Enhanced hierarchical clustering with BERTopic-style merged-cluster keyword tooltips.

Documentation

Updated documentation to explain that Heatmap and Bar Chart visualise the same topic–word weight matrix.

Visualisation

Added top-word hover tooltips across all visualisations for clearer topic interpretation.
Standardised global topic colour scheme across all charts. The automated marker colours are determined by golden-ratio hue jumping + lightness alternation
Reduced number of displayed terms in plots to prevent hidden tick labels; added hover-based x-axis details where needed.
Unified Plotly font styling using Roboto/Noto Bengali; reduced margins for a cleaner layout.

Quality-Of-Life

Clarified Topic Evolution axis (document upload order) and added filenames to hover output.
Added missing loading spinner to indicate processing during analysis.

Notes

Hovering on Plotly legends is unfortunately not supported; tooltips are therefore provided directly on the plots.

These changes significantly improve clarity, consistency, and user experience in the visualisation interface.

Features

Upload & Preprocessing

Upload up to 800 UTF-8 encoded .txt files at once (maximum total size: 100MB)
Corpus size and token thresholds enforced to ensure browser responsiveness
Preprocessing controls include:
- Standard + custom Bengali stopwords
- no_below and no_above frequency thresholds
- Top-N% most frequent tokens filter
- N-gram selection: unigrams, bigrams, trigrams
- Dictionary-based stemming

Dictionary-Based Stemming (v1.1.0)

Replaces earlier rule-based suffix stripping
Offers better semantic interpretability and topic-word clarity

Topic Modelling

Gensim's LdaMulticore implementation for fast, multicore topic modelling
Tunable parameters:
- Number of topics
- Passes and iterations
- Alpha and Eta priors
- Chunk size
- Minimum probability threshold

Visualisations (Tabbed UI)

· · ·

> **Given exercise 1**: From the topic-modelling tool documentation, output everything from "Quality-Of-Life" down to "the visualisation interface." with no changes.
> **Given exercise 2**: Write the next part of the topic-modelling tool documentation, picking up right after its final line.
The material after this point comes from a separate, unrelated source.

· · ·

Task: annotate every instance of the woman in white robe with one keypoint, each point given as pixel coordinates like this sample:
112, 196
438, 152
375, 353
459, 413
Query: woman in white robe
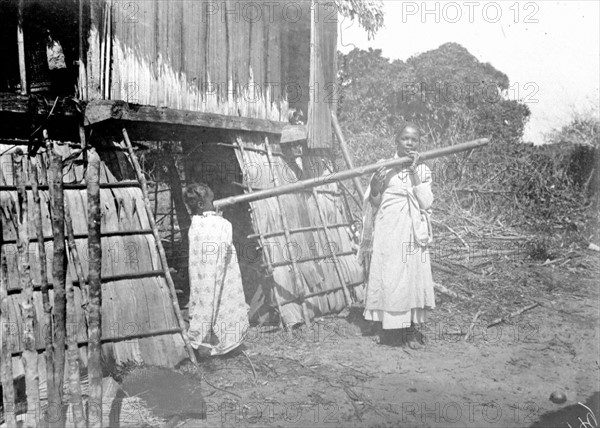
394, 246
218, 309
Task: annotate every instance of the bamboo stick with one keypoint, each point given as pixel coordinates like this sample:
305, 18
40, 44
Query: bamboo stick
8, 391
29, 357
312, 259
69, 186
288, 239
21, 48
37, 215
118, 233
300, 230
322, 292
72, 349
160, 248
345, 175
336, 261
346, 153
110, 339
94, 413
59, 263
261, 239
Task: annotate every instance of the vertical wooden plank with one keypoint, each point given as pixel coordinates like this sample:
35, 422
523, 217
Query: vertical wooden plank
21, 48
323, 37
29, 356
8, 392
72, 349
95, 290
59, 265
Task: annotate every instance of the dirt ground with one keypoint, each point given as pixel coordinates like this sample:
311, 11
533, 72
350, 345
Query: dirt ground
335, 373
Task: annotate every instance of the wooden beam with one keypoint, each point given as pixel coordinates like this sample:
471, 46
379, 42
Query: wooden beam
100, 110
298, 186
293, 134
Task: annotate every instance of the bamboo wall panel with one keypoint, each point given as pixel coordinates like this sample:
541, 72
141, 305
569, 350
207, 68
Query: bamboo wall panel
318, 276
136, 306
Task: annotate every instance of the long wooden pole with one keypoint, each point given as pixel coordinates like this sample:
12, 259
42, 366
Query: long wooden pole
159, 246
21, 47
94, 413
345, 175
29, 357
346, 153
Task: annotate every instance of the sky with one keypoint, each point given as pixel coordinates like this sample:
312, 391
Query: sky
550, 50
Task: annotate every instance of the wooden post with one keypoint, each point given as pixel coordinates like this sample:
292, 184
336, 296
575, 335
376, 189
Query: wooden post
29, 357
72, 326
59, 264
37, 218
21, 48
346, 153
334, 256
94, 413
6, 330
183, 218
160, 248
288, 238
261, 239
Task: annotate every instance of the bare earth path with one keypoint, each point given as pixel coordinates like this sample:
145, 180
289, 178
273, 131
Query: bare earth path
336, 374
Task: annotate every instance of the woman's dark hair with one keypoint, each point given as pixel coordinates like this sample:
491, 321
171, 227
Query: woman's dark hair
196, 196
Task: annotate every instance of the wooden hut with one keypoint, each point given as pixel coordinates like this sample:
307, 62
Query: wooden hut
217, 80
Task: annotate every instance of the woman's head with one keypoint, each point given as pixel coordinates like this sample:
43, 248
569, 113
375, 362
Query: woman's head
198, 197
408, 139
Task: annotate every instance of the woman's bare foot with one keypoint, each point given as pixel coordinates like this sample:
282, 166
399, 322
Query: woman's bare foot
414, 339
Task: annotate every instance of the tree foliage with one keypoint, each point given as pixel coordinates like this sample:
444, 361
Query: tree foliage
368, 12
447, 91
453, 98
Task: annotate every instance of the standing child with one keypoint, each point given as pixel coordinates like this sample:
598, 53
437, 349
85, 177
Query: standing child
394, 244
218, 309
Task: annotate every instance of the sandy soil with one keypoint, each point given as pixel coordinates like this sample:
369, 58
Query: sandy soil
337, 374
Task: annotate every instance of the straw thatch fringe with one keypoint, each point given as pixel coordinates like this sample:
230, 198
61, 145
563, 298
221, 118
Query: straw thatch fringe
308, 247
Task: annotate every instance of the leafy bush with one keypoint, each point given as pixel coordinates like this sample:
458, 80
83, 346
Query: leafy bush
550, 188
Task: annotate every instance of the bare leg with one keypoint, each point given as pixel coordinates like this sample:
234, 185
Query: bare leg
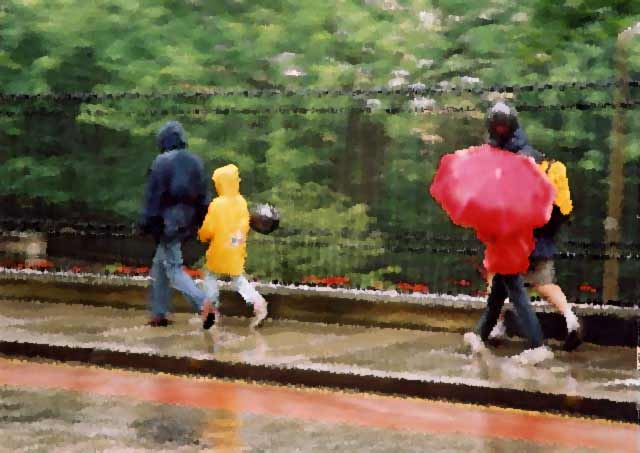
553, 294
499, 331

· · ·

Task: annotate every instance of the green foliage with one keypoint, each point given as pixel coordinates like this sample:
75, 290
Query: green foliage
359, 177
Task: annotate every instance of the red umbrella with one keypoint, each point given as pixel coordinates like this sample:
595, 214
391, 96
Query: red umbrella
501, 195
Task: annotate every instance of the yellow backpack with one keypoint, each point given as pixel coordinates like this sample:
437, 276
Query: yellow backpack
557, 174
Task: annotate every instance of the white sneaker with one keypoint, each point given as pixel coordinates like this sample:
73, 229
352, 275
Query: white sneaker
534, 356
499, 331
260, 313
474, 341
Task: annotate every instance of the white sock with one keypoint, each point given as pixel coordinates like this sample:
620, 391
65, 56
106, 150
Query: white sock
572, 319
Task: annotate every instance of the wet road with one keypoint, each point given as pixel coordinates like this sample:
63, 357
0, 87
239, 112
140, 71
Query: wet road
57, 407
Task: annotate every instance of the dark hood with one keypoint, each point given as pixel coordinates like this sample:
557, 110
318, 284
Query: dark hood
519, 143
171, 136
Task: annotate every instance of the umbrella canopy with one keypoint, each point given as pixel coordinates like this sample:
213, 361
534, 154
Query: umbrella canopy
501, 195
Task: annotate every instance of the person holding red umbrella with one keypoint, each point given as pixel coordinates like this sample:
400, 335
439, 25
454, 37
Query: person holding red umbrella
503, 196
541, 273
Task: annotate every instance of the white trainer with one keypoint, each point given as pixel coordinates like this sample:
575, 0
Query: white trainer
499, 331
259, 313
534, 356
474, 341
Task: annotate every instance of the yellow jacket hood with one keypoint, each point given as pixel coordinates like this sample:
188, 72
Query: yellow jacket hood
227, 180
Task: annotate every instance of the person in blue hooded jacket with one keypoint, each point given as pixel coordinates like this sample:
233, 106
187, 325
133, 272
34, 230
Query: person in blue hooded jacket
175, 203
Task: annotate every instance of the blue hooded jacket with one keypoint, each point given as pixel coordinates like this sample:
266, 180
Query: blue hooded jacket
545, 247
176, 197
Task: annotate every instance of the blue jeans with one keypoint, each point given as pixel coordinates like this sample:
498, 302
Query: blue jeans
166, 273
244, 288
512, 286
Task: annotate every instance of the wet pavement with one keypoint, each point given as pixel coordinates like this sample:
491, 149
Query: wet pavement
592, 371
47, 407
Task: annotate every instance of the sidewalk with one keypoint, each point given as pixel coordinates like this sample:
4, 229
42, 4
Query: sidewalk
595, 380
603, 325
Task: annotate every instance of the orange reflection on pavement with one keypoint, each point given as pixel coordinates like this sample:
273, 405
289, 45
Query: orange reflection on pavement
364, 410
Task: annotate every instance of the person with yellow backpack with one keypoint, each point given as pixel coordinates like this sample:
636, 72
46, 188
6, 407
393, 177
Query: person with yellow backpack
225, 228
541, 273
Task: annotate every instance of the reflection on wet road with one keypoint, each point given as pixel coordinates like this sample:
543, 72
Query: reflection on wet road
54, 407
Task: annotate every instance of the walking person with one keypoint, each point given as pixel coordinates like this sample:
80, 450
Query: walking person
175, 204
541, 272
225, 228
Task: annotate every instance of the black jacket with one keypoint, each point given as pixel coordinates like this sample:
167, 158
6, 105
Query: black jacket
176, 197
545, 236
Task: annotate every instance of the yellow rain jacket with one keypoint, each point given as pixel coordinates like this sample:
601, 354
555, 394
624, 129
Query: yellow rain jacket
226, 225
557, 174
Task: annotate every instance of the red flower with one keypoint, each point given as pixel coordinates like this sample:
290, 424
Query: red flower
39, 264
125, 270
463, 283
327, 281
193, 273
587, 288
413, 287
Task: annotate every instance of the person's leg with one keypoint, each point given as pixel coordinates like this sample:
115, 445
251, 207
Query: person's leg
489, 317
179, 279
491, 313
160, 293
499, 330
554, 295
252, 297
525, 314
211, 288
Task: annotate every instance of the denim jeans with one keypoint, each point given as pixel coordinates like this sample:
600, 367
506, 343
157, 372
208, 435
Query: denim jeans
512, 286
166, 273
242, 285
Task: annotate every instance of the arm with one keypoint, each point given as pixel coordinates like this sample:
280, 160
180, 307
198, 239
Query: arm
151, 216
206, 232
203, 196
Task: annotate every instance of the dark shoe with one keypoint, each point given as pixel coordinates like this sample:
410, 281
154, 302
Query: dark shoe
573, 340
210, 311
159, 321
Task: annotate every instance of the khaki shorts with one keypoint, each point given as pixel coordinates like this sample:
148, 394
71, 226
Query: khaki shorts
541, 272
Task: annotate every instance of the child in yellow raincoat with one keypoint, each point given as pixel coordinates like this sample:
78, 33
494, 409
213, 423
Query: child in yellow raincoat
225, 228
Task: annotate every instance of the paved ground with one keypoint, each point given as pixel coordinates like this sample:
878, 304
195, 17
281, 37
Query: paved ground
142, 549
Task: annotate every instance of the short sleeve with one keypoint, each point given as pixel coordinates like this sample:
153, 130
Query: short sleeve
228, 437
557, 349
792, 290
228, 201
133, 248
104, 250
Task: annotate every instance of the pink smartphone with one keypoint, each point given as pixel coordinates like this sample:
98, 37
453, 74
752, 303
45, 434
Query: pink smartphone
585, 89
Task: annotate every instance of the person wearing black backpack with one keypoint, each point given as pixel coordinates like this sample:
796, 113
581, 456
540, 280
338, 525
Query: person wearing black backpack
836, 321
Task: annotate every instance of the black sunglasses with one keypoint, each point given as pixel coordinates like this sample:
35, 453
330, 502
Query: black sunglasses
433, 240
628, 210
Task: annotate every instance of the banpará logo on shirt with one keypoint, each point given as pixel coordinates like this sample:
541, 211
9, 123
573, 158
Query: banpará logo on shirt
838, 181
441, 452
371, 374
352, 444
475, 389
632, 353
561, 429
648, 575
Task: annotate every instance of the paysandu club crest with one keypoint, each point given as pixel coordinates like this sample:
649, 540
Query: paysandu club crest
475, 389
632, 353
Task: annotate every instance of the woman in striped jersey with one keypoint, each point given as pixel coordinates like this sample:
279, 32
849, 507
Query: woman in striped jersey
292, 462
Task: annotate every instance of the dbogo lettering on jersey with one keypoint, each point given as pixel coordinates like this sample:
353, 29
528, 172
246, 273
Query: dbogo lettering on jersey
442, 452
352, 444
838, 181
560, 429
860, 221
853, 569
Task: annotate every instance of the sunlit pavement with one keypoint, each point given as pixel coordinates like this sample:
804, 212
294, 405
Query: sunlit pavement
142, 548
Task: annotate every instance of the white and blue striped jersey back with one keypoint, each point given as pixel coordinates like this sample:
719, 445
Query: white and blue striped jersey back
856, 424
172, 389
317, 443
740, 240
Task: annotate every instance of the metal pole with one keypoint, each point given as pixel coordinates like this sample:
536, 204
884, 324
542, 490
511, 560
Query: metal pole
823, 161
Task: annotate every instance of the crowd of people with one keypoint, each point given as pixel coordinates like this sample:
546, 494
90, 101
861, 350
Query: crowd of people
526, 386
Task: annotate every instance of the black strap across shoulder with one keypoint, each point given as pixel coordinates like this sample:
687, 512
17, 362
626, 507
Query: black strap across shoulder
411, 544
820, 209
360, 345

· · ·

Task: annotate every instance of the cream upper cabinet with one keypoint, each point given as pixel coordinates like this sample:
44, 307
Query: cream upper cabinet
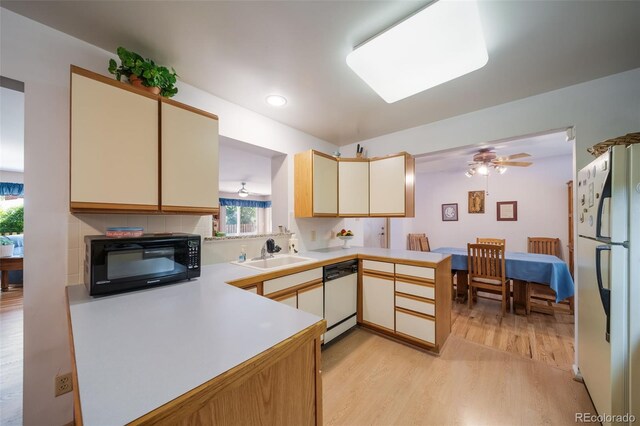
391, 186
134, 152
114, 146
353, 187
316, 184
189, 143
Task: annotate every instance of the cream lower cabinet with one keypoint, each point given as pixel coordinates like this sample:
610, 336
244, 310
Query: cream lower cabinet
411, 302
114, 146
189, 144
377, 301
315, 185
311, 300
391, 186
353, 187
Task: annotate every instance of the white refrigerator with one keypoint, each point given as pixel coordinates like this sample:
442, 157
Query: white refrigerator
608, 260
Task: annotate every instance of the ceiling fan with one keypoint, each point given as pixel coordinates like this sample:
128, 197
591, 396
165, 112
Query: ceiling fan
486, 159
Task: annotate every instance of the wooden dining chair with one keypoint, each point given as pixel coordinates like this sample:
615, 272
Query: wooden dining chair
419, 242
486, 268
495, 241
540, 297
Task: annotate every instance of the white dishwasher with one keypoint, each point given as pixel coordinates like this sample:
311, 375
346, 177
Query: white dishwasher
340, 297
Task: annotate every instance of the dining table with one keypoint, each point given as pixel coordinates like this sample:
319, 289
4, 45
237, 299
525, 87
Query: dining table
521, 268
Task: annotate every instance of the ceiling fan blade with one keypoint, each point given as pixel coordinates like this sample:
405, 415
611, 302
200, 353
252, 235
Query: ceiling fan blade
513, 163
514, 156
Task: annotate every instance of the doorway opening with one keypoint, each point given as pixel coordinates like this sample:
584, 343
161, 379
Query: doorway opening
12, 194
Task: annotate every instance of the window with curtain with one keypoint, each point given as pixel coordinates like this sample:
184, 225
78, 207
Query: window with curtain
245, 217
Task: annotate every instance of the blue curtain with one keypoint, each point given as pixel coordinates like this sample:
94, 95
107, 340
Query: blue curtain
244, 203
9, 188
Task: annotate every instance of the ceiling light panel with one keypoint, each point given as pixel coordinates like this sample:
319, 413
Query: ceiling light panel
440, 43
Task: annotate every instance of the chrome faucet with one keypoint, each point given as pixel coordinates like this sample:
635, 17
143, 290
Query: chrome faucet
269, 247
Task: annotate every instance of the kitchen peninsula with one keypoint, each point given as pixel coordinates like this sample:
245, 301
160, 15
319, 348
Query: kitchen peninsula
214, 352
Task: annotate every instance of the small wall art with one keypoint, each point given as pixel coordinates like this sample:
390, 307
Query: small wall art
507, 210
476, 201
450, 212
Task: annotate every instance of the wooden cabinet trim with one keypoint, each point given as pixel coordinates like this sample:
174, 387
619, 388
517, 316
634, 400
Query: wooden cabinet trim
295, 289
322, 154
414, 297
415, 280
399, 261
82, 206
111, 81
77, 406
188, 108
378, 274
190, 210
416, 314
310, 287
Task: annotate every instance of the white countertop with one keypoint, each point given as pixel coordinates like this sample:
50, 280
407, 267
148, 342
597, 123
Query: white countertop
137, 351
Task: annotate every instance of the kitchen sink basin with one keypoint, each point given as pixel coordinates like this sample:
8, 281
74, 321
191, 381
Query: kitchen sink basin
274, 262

· · ·

> **Expected output 1**:
Quality-Of-Life

Clarified Topic Evolution axis (document upload order) and added filenames to hover output.
Added missing loading spinner to indicate processing during analysis.

Notes

Hovering on Plotly legends is unfortunately not supported; tooltips are therefore provided directly on the plots.

These changes significantly improve clarity, consistency, and user experience in the visualisation interface.

> **Expected output 2**:
Visualisations Tab: Bar chart, scatter plot, pie chart, heatmap, topic-word network graph
Report Tab: Training summary, top tokens, topic prevalence, representative documents
Downloads Tab: Export results as CSV and TXT
Guide Tab: Step-by-step interpretive instructions

Topic-Document Drilldown

Per-topic list of most representative documents
Context-aware sentence preview
Topic label and confidence indicator

Design Principles

Mobile-friendly and responsive layout

Documentation

anvay includes a fully integrated documentation panel accessible from the interface itself. The documentation is designed not merely as technical reference, but as a pedagogical aid that walks users through each stage of the topic modelling process — from corpus preparation and parameter selection to result interpretation. It explains preprocessing choices (e.g. stopword filtering, n-gram selection, stemming) in clear language, and provides visual examples and tooltips to guide first-time users. The documentation also includes a walkthrough of a sample run, highlighting what users can expect from the model outputs. Importantly, the documentation assumes no prior knowledge of machine learning, making anvay accessible to students, scholars, and corpus curators working with Bengali texts.

Screenshots

Upload interface screenshot

Documentation interface screenshot

Visualization interface screenshot

Report interface screenshot

Technical Stack

Backend: Python (Flask), Gensim, NLTK, NetworkX, Scikit-learn
Frontend: Bootstrap, jQuery, Plotly, Bokeh, Seaborn
Deployment: Designed to be hosted on a university or personal server (e.g., via Gunicorn)

Installation

anvay has been tested with Python 3.9-3.11 and Gensim 4.3.x.
Two installation methods are provided:

Standard installation (virtual environment)
Docker-based installation

Option 1: Standard installation (virtual environment)

This method installs anvay directly on your system using a Python virtual environment.

Prerequisites

Python 3.9-3.11
Git
pip (Python package installer)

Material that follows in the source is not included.